> Work task:
From the entries below, gather every line containing the string "annotate".

> Provided material:

----

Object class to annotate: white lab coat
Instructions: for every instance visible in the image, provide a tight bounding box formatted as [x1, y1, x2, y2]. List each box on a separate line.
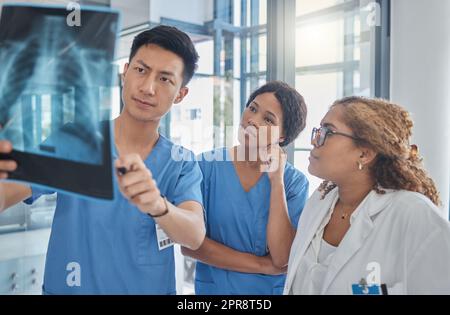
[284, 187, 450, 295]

----

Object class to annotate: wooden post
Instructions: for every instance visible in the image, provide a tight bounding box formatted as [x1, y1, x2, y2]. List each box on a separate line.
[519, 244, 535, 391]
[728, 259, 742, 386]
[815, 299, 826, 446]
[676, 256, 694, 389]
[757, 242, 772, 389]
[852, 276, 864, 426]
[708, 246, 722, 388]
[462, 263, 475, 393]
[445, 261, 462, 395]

----

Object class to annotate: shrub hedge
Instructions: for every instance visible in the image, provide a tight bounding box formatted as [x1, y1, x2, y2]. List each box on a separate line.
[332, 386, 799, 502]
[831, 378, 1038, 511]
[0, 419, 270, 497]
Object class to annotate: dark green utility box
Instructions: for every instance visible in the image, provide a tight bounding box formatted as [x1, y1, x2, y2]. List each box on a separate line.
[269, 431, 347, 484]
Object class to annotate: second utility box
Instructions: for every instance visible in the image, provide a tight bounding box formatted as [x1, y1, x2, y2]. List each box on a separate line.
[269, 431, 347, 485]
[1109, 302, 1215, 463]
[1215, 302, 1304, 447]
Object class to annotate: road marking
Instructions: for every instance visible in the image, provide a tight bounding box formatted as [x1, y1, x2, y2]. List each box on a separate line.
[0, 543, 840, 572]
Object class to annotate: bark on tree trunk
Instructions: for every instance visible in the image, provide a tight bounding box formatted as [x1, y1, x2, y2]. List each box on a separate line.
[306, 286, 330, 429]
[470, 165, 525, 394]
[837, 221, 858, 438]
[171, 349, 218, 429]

----

> Task output:
Object class to annotate: white lab coat
Object class to annotate: wooden post
Object class to annotate: shrub hedge
Object class to annotate: dark green utility box
Object class to annotate: second utility box
Object class to annotate: road marking
Object class to annotate: bark on tree trunk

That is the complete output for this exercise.